Problem requirements
Exactly repeat the line that contains "A single point marks each instance of the dark bottle", then every line after it up to and including the final line.

Data for the task
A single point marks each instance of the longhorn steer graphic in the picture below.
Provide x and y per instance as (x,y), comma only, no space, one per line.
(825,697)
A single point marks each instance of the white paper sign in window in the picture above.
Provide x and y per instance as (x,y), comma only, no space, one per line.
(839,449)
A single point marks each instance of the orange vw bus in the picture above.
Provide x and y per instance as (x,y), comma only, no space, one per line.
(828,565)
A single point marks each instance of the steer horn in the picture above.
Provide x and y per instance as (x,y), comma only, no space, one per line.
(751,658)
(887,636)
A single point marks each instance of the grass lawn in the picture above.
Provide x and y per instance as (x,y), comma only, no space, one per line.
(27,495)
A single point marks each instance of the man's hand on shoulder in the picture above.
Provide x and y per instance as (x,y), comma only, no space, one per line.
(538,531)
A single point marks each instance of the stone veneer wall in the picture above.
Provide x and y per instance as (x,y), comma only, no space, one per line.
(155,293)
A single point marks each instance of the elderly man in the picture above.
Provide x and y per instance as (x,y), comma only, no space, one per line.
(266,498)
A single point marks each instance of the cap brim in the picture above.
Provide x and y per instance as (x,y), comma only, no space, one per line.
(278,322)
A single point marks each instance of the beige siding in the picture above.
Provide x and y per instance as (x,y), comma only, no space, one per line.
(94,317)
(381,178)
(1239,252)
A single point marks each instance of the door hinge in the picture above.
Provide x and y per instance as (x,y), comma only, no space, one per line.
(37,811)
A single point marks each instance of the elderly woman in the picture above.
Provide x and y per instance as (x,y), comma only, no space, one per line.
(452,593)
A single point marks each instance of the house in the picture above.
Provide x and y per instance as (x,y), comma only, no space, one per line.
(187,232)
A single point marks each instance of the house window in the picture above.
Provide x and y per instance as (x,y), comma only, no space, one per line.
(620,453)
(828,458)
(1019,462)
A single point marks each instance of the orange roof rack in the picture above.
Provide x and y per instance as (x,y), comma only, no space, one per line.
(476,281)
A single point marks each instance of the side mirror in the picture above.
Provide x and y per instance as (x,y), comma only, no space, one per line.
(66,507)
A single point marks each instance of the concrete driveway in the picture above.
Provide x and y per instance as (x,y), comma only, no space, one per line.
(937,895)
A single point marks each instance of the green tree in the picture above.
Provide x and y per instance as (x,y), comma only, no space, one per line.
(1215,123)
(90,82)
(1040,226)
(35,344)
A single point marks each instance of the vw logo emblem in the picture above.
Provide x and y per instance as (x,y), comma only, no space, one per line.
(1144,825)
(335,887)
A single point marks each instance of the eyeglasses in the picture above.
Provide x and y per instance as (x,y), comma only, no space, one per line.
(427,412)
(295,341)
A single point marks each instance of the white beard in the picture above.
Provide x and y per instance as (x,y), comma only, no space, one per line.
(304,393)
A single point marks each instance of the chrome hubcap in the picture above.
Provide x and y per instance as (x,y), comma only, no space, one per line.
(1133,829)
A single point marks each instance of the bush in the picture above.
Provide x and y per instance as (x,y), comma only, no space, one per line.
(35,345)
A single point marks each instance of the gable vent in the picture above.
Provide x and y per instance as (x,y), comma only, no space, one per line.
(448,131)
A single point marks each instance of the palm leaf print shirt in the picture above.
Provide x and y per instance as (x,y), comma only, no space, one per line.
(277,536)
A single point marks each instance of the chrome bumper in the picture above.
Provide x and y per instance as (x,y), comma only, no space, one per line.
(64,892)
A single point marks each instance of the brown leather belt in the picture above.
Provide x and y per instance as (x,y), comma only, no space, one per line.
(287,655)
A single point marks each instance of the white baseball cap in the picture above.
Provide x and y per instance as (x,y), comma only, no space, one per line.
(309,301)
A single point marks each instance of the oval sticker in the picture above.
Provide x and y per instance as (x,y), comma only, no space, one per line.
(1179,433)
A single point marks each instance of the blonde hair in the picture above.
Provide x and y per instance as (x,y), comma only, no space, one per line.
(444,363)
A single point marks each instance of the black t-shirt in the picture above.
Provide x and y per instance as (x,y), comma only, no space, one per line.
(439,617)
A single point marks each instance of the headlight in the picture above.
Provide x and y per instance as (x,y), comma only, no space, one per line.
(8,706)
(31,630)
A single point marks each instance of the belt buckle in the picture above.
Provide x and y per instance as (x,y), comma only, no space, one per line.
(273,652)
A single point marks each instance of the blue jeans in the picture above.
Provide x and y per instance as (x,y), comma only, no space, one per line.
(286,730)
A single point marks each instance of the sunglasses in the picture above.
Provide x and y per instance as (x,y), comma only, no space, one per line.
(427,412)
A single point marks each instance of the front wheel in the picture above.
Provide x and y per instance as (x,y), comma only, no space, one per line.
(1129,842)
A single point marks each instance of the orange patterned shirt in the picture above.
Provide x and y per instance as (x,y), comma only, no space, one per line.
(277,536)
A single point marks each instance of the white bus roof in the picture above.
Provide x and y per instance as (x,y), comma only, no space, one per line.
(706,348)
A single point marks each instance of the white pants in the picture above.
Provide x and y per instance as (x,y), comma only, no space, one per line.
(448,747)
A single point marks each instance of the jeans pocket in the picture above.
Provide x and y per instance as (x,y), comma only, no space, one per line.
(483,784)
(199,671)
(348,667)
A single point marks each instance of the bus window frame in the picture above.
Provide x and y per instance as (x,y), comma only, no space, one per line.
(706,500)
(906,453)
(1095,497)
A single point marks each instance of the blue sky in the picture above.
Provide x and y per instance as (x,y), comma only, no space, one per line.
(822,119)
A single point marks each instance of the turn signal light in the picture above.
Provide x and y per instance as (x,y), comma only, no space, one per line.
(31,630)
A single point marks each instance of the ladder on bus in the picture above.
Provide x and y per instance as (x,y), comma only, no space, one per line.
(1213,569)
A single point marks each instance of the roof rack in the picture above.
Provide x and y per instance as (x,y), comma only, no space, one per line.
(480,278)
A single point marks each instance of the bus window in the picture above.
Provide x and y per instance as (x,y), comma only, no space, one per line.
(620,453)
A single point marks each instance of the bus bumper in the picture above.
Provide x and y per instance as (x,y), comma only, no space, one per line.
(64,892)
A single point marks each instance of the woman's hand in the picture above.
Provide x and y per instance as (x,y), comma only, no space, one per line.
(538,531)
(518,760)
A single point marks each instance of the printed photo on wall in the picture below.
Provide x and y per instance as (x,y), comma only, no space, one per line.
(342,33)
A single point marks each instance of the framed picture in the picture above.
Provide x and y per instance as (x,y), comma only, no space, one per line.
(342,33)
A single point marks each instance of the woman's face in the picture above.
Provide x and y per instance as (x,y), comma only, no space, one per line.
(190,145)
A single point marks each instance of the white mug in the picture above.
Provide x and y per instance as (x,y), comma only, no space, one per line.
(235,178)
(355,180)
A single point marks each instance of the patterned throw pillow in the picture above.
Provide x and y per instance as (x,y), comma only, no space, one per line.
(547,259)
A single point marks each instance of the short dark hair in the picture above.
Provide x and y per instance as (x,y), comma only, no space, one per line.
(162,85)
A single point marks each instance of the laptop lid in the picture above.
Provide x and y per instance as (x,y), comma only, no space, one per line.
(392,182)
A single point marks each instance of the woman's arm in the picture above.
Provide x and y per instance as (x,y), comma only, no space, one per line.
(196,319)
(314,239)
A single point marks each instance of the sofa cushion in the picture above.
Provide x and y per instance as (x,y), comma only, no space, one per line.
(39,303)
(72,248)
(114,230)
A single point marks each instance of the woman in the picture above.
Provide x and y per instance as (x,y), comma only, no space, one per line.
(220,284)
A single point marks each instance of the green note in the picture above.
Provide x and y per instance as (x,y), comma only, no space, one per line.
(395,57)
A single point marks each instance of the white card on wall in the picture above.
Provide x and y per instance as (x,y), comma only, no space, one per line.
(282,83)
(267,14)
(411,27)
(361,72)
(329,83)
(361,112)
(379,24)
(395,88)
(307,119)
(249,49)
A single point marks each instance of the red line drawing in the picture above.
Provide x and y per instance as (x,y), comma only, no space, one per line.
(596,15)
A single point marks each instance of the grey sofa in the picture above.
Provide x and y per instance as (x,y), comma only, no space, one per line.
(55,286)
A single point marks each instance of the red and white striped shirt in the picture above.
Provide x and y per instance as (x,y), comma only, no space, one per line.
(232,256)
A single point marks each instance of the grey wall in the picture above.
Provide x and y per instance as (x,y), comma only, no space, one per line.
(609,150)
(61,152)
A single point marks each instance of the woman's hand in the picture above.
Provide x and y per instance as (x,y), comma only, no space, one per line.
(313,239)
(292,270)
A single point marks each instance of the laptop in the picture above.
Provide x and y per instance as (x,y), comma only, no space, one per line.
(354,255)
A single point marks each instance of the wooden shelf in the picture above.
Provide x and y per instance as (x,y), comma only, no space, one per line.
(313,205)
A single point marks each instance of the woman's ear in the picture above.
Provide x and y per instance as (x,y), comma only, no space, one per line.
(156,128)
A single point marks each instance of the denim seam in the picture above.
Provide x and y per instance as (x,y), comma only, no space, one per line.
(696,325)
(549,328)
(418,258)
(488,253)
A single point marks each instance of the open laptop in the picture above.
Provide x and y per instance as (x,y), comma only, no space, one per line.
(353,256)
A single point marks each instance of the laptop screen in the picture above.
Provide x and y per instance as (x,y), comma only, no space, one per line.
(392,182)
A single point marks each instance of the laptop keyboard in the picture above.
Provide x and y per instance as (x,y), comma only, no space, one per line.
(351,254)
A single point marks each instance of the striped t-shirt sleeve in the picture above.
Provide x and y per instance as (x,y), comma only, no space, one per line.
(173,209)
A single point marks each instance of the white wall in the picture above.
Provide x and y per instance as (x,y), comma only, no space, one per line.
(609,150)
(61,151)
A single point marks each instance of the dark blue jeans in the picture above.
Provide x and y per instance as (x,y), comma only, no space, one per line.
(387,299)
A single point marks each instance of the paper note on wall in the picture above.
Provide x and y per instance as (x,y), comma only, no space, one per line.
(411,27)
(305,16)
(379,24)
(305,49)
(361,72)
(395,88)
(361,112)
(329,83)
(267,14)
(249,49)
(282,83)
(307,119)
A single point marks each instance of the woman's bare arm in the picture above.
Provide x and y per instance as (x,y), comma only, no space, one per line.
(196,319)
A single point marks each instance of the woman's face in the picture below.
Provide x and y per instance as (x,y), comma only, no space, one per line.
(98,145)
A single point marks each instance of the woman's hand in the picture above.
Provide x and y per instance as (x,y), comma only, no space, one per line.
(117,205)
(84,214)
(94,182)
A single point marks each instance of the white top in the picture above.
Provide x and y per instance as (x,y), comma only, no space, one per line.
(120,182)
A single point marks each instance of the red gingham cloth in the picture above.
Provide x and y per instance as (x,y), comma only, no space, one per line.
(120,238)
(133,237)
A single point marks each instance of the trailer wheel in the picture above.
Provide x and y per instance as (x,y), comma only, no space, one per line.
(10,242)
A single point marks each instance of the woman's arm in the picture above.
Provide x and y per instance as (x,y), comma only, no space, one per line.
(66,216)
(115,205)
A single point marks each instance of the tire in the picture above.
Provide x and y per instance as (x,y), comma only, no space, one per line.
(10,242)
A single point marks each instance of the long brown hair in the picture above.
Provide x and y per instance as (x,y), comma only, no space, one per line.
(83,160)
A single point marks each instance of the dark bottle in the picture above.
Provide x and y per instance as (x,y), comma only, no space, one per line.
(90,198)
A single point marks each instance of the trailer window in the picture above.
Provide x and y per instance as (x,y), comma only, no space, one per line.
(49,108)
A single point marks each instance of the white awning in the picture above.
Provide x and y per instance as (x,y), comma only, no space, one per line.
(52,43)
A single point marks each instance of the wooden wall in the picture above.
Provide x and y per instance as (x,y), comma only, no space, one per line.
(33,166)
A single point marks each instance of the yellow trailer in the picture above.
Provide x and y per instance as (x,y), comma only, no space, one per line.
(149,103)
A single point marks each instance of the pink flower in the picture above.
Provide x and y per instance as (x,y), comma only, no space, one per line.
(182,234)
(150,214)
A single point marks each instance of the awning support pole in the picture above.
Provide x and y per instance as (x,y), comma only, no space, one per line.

Result below
A single point marks each instance of the dark bottle in the picture above.
Provide x and y per instance as (x,y), comma only, no space, one per line.
(90,198)
A single point marks each instance of the trailer window in the picture above.
Provide x and y per instance as (x,y), comma only, no space, one per line.
(49,108)
A single point marks each instance of the white awning in the picture above.
Provide x and y per instance as (x,y), comma only, no space, one per line.
(52,43)
A single point marks each instance of the wooden wall in the picture above.
Provide x and y per instance as (x,y), comma only, no space, one per line.
(33,166)
A single point marks each instance of the yellow trailer in the picture above.
Provide x and y per instance as (x,y), comma only, no space, one per line.
(149,103)
A single point marks each instance of the pink flower in the picture above.
Provide x and y per instance as (x,y), comma only, no space, one per line.
(182,234)
(150,214)
A single point marks each instance of the awning support pole in the picture above.
Provide x and y per instance as (x,y), comma only, no space, one per line.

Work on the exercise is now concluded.